Зачем встаю, зачем ложусь, зачем живу. Не покидало ощущение, что ответ есть, и где-то близко. Но где? «Трагический отроческий возраст» затянулся. Чувство пути и неслучайности происходящего возникло лишь после тридцати. И вот, добытое ценой стольких лет поиска, исчезло снова. Потому и пишу, решив вернуться назад в надежде отыскать утраченное.
В детстве, как и положено, день был наполнен до краев. И, едва открыв глаза, я начинала торопиться делать все то, от чего оторвали вчера, уложив в постель и погасив свет. Маета началась позже, лет в тринадцать-четырнадцать, когда, сидя во время концерта рядом с мамой, я обнаружила, что мне в тягость ее присутствие. Музыка переворачивала душу, мешала говорить, хотелось спрятаться, исчезнуть. А мама о чем-то спрашивала, предлагала яблоко, подводила к знакомым во время антракта. Музыка распахивала дверцу в какое-то иное бытие, но что с этим делать, я не знала. Однажды, проводя студенческие каникулы в Юрмале, я купила приставку и немного пластинок. С трудом дождалась возвращения в Москву и… начала новую жизнь. Фортепианные концерты Шопена заслушала до того, что пластинка стала шипеть, а игла подпрыгивать. Принялась за третий фортепианный концерт Рахманинова. Помню весенний день 1958 года: мы с подругой готовимся у меня дома к сессии. Звучит уже заигранный Рахманинов, на столе в освещенном солнцем граненом стакане — тополиная ветка. И снова показалось, что все это — позывные другого бытия, другого измерения. Вернее, показалось то, что плохо поддается описанию. Но раз уж взялась писать, то обязана заполнить весь лист, не оставляя пропусков и пробелов.
◆ ◆ ◆ ◆ ◆ ◆ ◆
▸ **УСЛОВИЕ ЗАДАЧИ 1**
Переведите на английский язык предложение из воспоминаний о музыке: «Музыка переворачивала душу, мешала говорить, хотелось спрятаться, исчезнуть.»
▸ **УСЛОВИЕ ЗАДАЧИ 2**
Оформите нумерованным списком всё, что стоит в строках данных от самого начала до строки с «pixel 63 61» включительно, пропустив пустые строки.
Текст и строки данных — самостоятельные материалы, не связанные друг с другом.
◆ ◆ ◆ ◆ ◆ ◆ ◆
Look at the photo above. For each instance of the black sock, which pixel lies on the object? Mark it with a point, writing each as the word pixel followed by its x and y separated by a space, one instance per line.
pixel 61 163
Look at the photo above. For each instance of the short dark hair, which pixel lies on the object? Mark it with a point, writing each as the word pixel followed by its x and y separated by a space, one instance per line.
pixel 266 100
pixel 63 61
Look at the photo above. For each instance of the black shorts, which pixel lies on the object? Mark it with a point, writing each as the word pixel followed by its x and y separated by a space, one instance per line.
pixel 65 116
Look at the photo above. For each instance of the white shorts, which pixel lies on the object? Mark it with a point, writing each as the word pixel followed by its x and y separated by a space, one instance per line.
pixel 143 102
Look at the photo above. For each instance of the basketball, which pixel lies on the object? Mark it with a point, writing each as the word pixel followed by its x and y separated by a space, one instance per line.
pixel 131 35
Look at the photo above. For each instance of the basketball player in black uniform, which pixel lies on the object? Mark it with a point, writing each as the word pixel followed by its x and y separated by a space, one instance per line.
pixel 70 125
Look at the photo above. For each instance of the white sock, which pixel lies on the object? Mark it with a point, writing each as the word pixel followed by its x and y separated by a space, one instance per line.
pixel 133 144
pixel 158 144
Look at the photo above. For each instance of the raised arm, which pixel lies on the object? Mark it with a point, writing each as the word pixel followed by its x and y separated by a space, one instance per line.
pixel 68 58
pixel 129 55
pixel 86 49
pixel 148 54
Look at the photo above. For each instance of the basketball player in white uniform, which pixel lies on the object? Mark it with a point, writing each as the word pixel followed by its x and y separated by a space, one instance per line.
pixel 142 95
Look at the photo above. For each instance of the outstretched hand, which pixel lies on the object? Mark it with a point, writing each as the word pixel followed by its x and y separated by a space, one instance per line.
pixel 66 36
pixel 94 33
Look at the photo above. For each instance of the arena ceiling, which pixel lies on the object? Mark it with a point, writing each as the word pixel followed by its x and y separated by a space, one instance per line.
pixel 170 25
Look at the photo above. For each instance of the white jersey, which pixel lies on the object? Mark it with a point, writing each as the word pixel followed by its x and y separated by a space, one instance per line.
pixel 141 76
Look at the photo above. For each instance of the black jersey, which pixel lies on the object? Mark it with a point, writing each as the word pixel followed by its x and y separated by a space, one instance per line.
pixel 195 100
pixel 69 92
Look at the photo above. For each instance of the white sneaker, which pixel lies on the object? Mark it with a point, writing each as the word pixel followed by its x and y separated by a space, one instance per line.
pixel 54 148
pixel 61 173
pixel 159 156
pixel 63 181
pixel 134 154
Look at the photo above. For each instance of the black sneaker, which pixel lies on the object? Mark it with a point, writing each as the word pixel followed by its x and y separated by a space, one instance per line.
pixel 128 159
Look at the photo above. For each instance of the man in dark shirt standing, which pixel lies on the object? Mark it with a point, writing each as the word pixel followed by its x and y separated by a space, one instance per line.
◆ ◆ ◆ ◆ ◆ ◆ ◆
▸ **ПОЛНЫЙ ОТВЕТ 1**
The music turned my soul upside down and kept me from speaking; I wanted to hide, to disappear.

▸ **ПОЛНЫЙ ОТВЕТ 2**
1. Look at the photo above. For each instance of the black sock, which pixel lies on the object? Mark it with a point, writing each as the word pixel followed by its x and y separated by a space, one instance per line.
2. pixel 61 163
3. Look at the photo above. For each instance of the short dark hair, which pixel lies on the object? Mark it with a point, writing each as the word pixel followed by its x and y separated by a space, one instance per line.
4. pixel 266 100
5. pixel 63 61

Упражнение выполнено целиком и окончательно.